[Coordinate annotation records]

— start —

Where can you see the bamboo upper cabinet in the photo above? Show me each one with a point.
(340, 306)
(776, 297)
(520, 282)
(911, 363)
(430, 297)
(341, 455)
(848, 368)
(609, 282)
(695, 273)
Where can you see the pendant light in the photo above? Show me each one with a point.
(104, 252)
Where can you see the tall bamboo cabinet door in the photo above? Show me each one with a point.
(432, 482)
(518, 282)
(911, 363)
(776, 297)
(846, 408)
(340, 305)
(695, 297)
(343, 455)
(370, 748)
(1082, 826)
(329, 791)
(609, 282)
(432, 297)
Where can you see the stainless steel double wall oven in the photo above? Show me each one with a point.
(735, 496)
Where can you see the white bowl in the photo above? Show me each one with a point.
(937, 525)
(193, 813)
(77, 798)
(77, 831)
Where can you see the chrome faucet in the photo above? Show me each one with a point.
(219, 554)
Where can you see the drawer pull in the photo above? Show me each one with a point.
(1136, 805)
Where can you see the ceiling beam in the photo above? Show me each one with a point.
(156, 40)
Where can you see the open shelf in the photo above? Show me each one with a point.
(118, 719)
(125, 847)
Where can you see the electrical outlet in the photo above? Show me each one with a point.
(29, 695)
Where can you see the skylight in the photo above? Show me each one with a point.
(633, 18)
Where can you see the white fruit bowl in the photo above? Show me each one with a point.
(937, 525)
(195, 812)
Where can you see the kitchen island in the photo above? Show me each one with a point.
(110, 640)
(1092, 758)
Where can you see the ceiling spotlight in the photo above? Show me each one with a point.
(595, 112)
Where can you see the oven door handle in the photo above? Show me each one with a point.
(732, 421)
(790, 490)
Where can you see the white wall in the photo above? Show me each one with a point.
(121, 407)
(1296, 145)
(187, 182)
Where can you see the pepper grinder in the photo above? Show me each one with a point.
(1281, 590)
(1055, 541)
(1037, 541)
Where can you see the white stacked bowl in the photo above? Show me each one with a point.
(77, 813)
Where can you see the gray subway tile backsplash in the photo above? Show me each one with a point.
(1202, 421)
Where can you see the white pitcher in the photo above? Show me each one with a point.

— end —

#### [Stated problem]
Copy out each line exactly as written.

#### [Worked solution]
Where can you see the bamboo upper cabinet in the photo above? Show me each one with a point.
(340, 306)
(776, 297)
(520, 282)
(911, 363)
(430, 297)
(341, 455)
(848, 368)
(609, 282)
(695, 273)
Where can you see the pendant light in the photo above? Show me each one with a point.
(104, 252)
Where can you see the tall bamboo cabinet door in the photo above? Show me each one with a point.
(432, 482)
(518, 282)
(911, 363)
(776, 297)
(846, 408)
(340, 305)
(695, 297)
(343, 455)
(370, 748)
(1082, 826)
(329, 791)
(609, 282)
(432, 297)
Where can you see the stainless steel double wall oven in the photo above? Show me each one with a point.
(735, 496)
Where can you see the white bowl in the photo above? Show me each one with a point.
(937, 525)
(193, 813)
(77, 798)
(77, 831)
Where can you see the chrome faucet in the photo above? Show me each one with a point.
(219, 554)
Where can you see the drawer pull in the photo above? Show me each one with a point.
(1136, 805)
Where can you see the ceiling beam in the photo above? Show me each one with a point.
(156, 40)
Where can you see the open shelf in the photo above? Show me each one with a point.
(118, 719)
(125, 847)
Where can you see the electrical outlet in the photo above? Show me each one with a point.
(29, 695)
Where can you see the skylight in the photo above? Show me each one with a point.
(633, 18)
Where can you see the white fruit bowl in the photo above? Show me each one with a point.
(937, 525)
(195, 812)
Where can you see the kitchen island in the photo above? Show me each one with a point.
(110, 640)
(1092, 758)
Where can you see the ceiling spotlight in the photo above? Show me each one with a point.
(595, 112)
Where can you see the oven door handle in the photo above? Show me each one with a point.
(732, 421)
(790, 490)
Where can you see the white wall in the photo above? Show me each one with a point.
(121, 407)
(1296, 145)
(187, 182)
Where can you see the pepper grinder in the photo above? Show me each one with a point.
(1281, 590)
(1055, 541)
(1037, 541)
Where can you see the white stacked bowl in the photo above? Show me each one with a point.
(77, 813)
Where can you see the gray subway tile backsplash in the photo above? Show me each one with a point.
(1202, 421)
Where can you see the white pitcher in the photo above? Show me each one with a point.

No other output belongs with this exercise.